_Raw data:_
__________
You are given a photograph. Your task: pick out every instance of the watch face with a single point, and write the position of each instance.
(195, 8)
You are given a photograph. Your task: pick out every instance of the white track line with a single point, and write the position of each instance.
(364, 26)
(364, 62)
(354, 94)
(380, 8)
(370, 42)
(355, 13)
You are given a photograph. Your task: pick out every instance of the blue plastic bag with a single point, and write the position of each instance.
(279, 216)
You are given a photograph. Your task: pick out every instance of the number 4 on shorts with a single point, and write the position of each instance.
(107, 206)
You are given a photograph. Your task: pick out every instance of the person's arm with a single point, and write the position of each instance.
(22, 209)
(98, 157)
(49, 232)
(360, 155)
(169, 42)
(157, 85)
__________
_Stated exercise:_ Rewrite all the rows above, putting "one dot" wherever "a single point" appears and changing nothing else.

_Written solution:_
You are given a photograph. Your task: pick out every instance of the watch face with one dot, and write the position of each instance.
(195, 8)
You are given a photograph. Your task: pick out every instance of the white track line with one dot, and write the position of each instance.
(364, 26)
(364, 62)
(354, 94)
(380, 8)
(370, 42)
(355, 13)
You are given a photograph. Your task: pick out every instance of the blue plastic bag with one dot, and write the position of each instance.
(279, 216)
You are given a photograph. Your task: pick out every instance of the number 4 on shorts with one dot, and write the position of each instance.
(107, 206)
You are given a photograph. Your task: pick out every instance of the person's arm with one dot, and write the position of each instance.
(22, 209)
(98, 157)
(49, 232)
(360, 155)
(169, 42)
(157, 85)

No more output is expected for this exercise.